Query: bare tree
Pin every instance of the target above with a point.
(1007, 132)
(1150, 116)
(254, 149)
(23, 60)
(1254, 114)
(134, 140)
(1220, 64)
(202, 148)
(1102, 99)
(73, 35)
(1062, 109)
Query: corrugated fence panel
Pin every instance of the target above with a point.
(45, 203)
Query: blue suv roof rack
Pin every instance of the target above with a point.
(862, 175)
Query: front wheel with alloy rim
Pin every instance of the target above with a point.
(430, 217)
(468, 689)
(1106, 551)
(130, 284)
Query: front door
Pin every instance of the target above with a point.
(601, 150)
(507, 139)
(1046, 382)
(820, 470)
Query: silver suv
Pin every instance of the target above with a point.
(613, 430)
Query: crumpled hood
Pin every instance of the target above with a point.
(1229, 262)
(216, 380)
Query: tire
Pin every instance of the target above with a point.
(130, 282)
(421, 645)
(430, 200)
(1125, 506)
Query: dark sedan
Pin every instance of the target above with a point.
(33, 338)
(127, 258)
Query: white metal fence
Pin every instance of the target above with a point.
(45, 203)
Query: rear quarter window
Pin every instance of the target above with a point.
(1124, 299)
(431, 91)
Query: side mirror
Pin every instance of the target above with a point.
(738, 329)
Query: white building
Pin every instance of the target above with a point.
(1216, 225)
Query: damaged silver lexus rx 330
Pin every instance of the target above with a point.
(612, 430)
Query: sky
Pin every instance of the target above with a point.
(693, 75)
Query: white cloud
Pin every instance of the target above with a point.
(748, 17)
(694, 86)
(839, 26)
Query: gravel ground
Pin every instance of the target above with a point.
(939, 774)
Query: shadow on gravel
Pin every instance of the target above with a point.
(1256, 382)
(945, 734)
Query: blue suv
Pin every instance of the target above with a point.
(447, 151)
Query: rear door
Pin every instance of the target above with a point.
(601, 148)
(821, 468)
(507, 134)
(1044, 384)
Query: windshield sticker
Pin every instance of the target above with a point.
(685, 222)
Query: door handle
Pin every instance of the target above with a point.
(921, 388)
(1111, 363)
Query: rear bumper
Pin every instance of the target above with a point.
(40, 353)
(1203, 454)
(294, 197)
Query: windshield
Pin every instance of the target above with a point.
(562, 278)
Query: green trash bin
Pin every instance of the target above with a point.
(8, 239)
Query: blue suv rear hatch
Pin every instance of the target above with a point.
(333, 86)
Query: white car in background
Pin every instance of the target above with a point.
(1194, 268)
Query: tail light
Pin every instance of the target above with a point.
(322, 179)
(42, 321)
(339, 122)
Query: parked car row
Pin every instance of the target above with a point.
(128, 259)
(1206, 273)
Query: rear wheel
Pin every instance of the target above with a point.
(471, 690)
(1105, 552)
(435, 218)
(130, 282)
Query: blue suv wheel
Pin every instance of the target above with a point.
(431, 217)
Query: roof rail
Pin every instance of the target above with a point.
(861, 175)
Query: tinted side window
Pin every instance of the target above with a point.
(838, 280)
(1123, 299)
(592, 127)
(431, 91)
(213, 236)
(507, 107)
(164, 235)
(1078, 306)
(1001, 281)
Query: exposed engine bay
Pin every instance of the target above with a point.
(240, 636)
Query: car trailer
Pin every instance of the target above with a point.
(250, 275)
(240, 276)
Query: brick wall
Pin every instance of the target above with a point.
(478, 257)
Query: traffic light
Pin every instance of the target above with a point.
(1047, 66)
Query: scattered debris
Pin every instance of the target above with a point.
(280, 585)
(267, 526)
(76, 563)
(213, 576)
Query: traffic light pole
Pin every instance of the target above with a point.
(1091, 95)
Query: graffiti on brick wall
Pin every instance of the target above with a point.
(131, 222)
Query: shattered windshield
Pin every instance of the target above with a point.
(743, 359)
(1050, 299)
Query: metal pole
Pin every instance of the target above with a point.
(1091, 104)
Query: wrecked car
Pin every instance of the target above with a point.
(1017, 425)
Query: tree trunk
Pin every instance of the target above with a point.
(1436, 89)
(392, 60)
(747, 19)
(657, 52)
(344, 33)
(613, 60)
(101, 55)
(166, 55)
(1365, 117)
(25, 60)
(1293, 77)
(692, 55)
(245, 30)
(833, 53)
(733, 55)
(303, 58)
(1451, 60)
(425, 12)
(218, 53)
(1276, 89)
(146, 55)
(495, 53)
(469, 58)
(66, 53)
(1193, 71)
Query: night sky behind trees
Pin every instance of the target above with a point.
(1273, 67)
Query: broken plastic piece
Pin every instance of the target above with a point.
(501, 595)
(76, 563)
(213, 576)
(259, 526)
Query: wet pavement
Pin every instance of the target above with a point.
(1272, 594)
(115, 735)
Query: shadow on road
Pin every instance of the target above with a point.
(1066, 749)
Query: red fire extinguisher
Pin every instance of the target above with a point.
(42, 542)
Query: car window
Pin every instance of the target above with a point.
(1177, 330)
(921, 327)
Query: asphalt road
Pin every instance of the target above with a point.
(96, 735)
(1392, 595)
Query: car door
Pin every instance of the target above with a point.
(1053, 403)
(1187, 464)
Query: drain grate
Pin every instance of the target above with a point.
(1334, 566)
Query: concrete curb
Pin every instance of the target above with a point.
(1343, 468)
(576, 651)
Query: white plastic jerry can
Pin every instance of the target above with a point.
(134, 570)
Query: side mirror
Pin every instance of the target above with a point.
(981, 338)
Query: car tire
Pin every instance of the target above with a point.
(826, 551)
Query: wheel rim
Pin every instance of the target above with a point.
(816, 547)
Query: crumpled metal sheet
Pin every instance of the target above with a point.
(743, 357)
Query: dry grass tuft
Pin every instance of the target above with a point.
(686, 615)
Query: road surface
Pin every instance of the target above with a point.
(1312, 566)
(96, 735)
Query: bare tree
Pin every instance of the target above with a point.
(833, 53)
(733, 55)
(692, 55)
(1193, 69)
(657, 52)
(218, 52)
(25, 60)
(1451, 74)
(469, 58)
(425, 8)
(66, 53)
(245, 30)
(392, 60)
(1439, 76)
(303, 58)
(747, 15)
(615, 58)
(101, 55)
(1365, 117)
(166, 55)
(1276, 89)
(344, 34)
-*-
What is needed: Using the material above, return every line that holds the string "light".

Exercise answer:
Query: tail light
Query: traffic light
Query: traffic light pole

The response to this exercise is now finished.